── ИСХОДНЫЙ ТЕКСТ

Великая литература ХIХ века — тебя никто не читал, ты не нужна стала, тебя забыли! Всё понаслышке, всё поверху, всё скольжение — оттого меня часто берёт оторопь, и не знаешь, как тут быть, что говорить. Не знаешь, что делать.
1. Долго и мучительно придумывайте первую фразу. Она должна как раскаленное шило войти в мозг читающего режиссера, или актера, или зрителя и — держать его. Надо невероятно точно построить первую фразу, надо сделать такую первую фразу, чтобы она зажала зрителя. Это должно быть как раскалённое шило, которое вводишь каждому зрителю в мозги и вот так вот держишь всю пьесу, весь спектакль. И ты его вводишь – туда, отсюда, и он за этим шилом тянется. Первая фраза должна быть очень мощная. Я очень долго всегда придумываю первую фразу, потому что от неё начинает всё дальше набираться, двигаться, без этой фразы невозможно. Вспомните, как много информации в первой фразе, скажем, у Чехова в «Трех сестрах»: « … Отец умер ровно год назад, как раз в этот день, пятого мая, в твои именины, Ирина. Было очень холодно, тогда шел снег. Мне казалось, я не переживу, ты лежала в обмороке, как мертвая. Но вот прошел год, и мы вспоминаем об этом легко, ты уже в белом платье, лицо твое сияет …». Сколько всего: и про отца, и про именины, которые сегодня, и по имени она назвала одну из героинь, и еще сколько всего.
2. «Натягивайте» фразу. Каждую фразу. Надо, чтобы во фразе была бы музыка и пусть в театре сто раз перечтут ту неправильную фразу, которую вы сочинили, пусть услышат вашу музыку. Сейчас очень просто при помощи компьютера «натянуть» фразу: технически это делается так – переставляете слова, перетаскиваете их мышью, и всё. Не бойтесь неправильной речи. «Без грамматической ошибки я русской речи не люблю» — говорил Пушкин. Не стесняйтесь поставить рядом два глагола, два прилагательных, делайте фразу красивой, неправильной, не гладкой. Фраза должна быть словно веревка или проволока, натянутая в руках.

────

_ЗАДАНИЕ 1_
Верните из исходного текста дословно отрывок от «Великая литература ХIХ» до «знаешь, что делать.».
Текст и записи никак не связаны между собой.

── ВЫДЕРЖКИ ИЗ ДАННЫХ

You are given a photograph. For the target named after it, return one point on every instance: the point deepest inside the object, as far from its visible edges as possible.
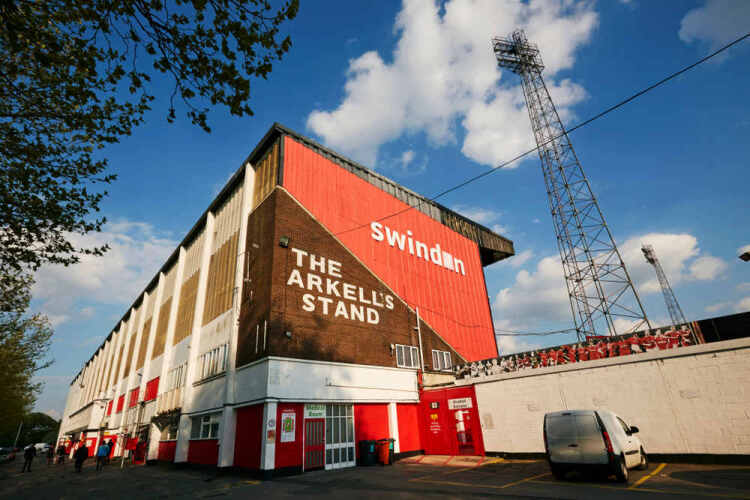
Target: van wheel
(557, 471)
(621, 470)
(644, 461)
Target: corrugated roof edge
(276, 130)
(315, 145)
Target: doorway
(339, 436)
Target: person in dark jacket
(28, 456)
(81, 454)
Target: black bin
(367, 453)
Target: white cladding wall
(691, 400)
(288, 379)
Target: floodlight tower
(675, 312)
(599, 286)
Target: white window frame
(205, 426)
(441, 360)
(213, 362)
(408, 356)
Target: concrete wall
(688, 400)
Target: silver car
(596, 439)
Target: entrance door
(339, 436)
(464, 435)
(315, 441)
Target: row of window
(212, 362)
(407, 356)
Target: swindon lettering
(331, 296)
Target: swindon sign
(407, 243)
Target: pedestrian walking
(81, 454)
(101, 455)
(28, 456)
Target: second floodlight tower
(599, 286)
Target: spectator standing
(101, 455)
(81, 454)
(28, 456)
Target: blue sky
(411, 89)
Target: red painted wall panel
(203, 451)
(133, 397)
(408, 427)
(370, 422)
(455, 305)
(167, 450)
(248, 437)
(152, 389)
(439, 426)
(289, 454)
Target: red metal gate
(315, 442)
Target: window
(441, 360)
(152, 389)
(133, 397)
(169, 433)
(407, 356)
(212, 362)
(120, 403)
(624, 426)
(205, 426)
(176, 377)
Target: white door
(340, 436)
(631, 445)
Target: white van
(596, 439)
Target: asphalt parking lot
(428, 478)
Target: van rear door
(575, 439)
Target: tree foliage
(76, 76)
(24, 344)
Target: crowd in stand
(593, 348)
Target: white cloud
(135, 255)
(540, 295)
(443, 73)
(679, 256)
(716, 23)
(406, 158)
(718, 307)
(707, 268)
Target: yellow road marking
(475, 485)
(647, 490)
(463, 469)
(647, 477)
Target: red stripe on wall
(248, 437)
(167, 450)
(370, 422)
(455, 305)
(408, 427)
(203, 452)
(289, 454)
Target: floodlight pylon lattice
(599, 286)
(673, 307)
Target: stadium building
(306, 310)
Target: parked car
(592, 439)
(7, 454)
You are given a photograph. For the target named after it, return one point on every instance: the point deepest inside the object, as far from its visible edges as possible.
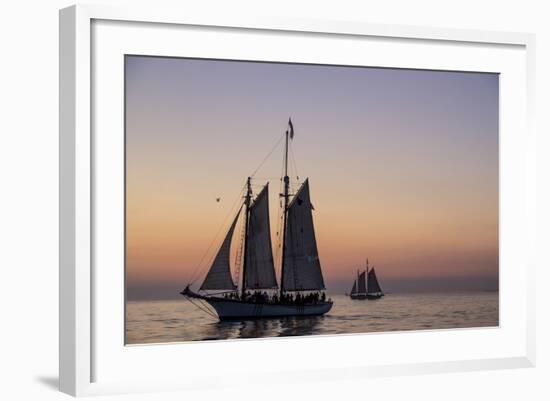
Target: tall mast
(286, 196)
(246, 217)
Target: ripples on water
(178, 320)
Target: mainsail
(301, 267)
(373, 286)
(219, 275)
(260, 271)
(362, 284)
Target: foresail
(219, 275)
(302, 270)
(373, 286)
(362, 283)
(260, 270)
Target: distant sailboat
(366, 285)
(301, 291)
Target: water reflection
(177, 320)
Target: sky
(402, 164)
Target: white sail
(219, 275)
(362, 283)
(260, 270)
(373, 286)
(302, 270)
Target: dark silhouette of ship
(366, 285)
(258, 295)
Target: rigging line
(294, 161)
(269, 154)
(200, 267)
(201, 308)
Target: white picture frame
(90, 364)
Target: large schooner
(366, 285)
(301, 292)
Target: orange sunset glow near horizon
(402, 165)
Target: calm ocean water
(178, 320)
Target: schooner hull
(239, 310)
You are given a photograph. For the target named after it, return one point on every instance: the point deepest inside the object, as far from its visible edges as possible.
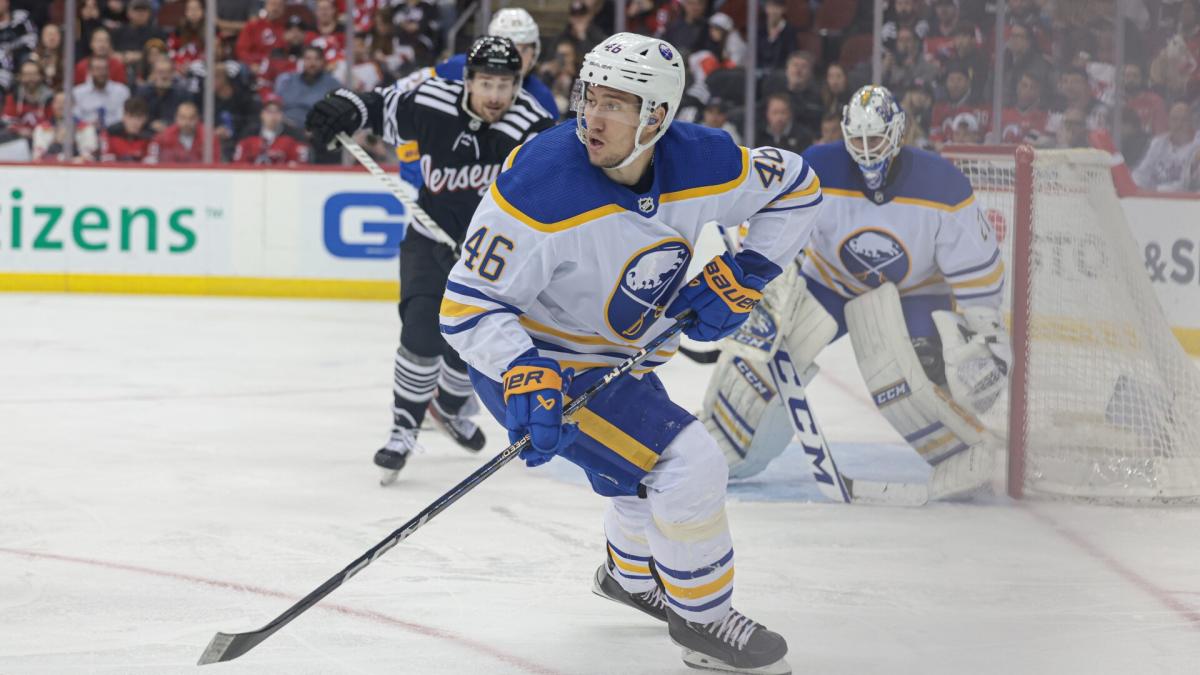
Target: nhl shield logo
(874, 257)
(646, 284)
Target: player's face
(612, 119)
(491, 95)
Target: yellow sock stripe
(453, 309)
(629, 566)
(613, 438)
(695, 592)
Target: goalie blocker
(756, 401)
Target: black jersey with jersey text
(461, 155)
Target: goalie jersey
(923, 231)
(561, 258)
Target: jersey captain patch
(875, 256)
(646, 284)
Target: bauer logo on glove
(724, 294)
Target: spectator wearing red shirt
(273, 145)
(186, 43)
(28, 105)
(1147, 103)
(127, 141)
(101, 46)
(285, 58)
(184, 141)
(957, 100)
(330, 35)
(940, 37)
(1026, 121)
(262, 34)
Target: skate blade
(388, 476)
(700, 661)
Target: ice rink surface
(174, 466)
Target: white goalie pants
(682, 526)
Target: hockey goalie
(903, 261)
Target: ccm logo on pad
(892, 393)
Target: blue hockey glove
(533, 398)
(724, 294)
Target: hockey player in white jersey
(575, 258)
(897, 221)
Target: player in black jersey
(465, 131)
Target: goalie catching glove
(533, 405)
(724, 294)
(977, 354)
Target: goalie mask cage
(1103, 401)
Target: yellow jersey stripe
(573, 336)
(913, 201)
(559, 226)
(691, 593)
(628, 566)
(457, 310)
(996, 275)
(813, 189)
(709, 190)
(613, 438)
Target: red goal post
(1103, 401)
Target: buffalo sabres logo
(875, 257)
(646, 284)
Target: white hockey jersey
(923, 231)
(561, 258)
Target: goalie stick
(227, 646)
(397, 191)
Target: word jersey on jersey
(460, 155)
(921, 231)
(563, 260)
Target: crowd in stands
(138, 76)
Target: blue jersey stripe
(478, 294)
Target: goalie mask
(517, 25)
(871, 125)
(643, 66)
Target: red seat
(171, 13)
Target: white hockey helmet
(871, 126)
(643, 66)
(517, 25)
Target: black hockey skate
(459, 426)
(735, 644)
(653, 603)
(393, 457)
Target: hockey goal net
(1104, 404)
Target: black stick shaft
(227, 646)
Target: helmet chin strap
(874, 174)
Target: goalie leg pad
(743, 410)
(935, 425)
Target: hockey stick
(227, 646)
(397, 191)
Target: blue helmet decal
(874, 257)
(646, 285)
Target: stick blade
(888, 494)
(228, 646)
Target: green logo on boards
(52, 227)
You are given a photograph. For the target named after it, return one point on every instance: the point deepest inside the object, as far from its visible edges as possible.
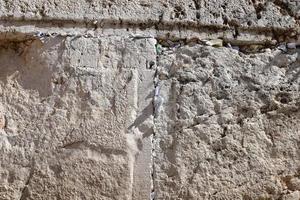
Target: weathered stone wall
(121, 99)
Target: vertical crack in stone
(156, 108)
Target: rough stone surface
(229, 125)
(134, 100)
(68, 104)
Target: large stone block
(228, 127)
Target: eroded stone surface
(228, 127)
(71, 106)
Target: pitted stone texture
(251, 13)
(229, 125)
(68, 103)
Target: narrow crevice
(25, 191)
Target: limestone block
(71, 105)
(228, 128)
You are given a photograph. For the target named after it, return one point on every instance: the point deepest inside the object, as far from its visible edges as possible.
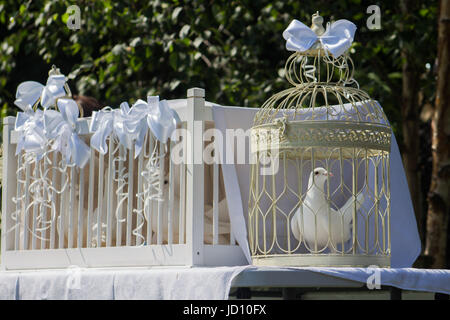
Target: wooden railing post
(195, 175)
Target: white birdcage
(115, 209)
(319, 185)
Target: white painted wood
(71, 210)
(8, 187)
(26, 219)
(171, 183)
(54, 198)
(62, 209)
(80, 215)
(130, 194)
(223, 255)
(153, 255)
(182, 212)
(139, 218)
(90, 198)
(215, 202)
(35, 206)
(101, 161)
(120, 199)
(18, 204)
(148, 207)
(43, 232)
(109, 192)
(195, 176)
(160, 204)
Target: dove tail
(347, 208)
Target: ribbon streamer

────
── ВЫДЕРЖКИ ИЗ ДАННЫХ

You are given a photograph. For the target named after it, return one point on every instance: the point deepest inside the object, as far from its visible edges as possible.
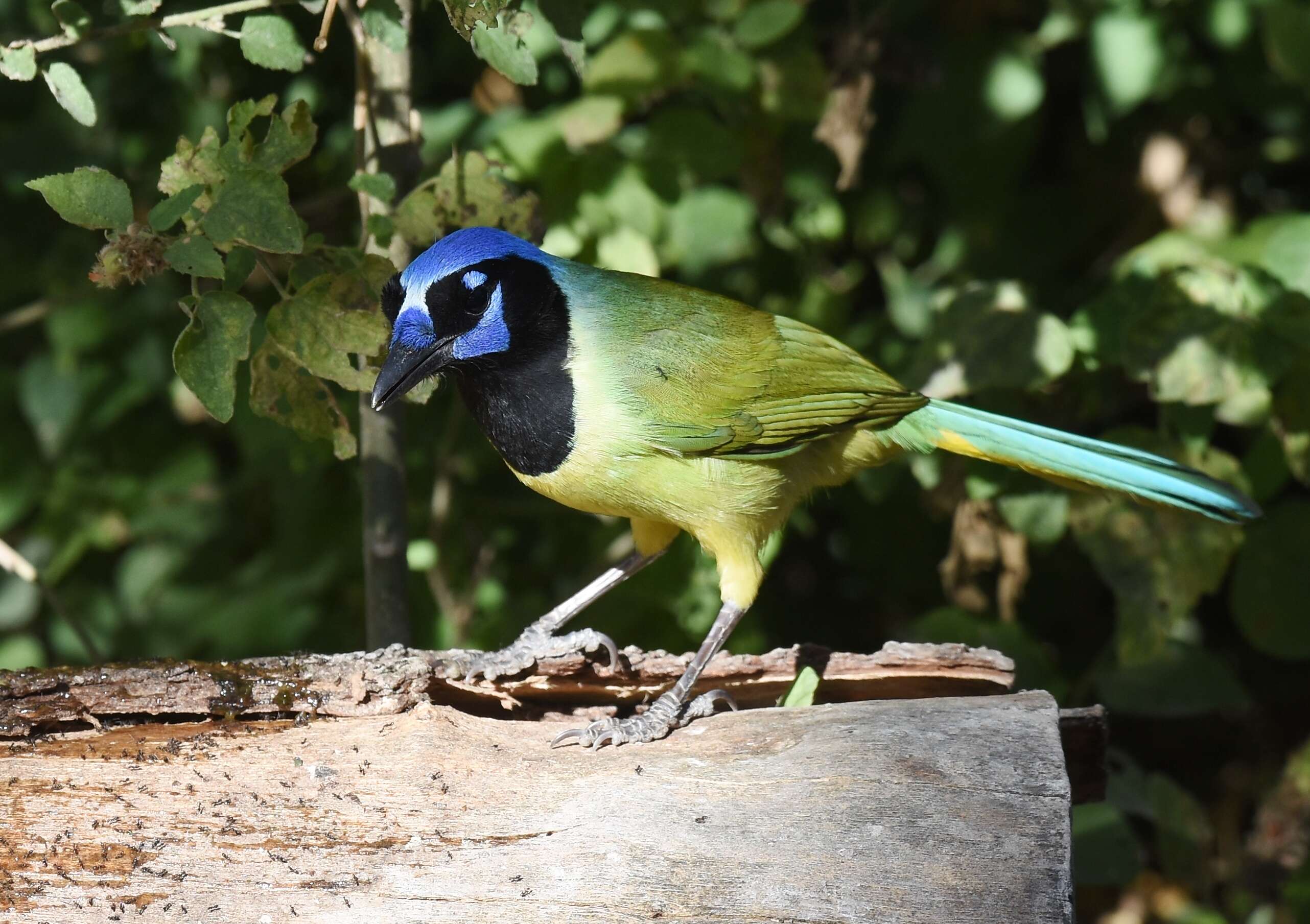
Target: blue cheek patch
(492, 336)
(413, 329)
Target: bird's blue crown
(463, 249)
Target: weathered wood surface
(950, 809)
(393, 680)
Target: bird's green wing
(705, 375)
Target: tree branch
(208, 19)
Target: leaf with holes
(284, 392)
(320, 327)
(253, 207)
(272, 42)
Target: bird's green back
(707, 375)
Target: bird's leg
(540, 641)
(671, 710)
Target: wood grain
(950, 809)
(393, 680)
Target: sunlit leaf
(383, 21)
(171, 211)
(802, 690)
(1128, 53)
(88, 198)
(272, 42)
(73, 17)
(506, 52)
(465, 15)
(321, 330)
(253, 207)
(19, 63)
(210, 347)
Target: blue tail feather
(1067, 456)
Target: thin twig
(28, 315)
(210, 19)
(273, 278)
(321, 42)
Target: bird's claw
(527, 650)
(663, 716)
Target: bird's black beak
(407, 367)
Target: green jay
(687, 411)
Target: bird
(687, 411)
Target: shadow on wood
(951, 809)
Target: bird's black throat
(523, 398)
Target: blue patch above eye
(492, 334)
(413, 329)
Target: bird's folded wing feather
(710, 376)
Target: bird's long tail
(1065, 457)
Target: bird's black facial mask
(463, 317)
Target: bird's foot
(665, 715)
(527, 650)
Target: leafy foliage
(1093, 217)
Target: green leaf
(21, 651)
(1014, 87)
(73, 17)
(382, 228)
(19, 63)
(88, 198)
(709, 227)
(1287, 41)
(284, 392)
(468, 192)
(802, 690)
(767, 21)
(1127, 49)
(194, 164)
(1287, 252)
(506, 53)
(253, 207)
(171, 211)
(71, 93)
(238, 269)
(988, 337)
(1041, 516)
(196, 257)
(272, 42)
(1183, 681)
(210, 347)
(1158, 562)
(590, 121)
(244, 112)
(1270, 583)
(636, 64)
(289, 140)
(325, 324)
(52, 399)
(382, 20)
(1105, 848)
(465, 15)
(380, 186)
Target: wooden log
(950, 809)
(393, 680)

────

_ЗАДАНИЕ 2_
Масштабируйте в записях строки от строки с «Target: blue patch above eye» до строки с «(1093, 217)» включительно: выведите их все заново вместе со строками «Target:», умножив каждую координату в ответах на 0,6 и округлив до целого (половины в большую сторону). Другие строки не выводите.

_ИТОГ УПРАЖНЕНИЯ 1_
Великая литература ХIХ века — тебя никто не читал, ты не нужна стала, тебя забыли! Всё понаслышке, всё поверху, всё скольжение — оттого меня часто берёт оторопь, и не знаешь, как тут быть, что говорить. Не знаешь, что делать.

_ИТОГ УПРАЖНЕНИЯ 2_
Target: blue patch above eye
(295, 200)
(248, 197)
Target: bird's folded wing feather
(426, 226)
Target: bird's long tail
(639, 274)
Target: bird's black facial mask
(278, 190)
Target: bird's foot
(399, 429)
(316, 390)
Target: leafy foliage
(656, 130)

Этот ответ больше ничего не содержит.